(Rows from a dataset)
·····

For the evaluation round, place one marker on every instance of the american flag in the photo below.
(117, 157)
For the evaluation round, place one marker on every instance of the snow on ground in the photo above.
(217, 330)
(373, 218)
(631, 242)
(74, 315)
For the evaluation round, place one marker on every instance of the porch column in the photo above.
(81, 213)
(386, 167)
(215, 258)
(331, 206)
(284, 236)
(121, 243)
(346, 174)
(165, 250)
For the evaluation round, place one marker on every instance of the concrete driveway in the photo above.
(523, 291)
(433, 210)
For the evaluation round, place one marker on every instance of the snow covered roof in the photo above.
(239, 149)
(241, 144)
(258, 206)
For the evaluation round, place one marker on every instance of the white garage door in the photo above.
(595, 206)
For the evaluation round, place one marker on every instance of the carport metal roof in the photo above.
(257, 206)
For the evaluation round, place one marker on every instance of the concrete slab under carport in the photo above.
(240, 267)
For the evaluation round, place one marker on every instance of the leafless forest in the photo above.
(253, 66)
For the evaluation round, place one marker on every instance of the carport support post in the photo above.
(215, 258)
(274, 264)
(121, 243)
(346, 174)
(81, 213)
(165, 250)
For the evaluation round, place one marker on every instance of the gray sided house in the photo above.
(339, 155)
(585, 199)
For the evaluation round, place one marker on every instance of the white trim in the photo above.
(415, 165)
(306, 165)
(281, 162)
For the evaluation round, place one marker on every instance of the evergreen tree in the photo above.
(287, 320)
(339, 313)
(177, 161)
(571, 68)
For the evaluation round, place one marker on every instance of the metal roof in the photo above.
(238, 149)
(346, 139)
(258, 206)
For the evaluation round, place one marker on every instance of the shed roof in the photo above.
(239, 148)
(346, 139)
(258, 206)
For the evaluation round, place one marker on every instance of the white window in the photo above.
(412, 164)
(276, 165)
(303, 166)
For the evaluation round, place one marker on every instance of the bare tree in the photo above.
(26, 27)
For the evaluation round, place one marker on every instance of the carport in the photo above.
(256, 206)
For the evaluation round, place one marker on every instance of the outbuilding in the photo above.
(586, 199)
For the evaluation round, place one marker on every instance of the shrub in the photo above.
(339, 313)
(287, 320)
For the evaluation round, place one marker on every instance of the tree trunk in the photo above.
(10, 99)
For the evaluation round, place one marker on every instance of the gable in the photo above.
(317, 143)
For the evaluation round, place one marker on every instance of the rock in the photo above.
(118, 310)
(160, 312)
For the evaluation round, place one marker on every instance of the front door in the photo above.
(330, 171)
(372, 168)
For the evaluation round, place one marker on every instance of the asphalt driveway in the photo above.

·····

__AIM OF THE EXERCISE__
Rewrite the listing from the line containing "gable in the photo above." through the end of the listing, keeping each request line unchanged. Multiply every coordinate in the answer points by 0.2 and round to the nearest whole number, rounding halves up.

__OUTPUT OF THE TASK__
For the evaluation round, place one marker on every instance of the gable in the photo above.
(63, 29)
For the evaluation round, place one marker on every instance of the rock in the photo above.
(24, 62)
(32, 62)
For the evaluation round, place one marker on every instance of the front door in the photo above.
(66, 34)
(74, 34)
For the evaluation round, place one marker on every instance of the asphalt driveway in the photo above.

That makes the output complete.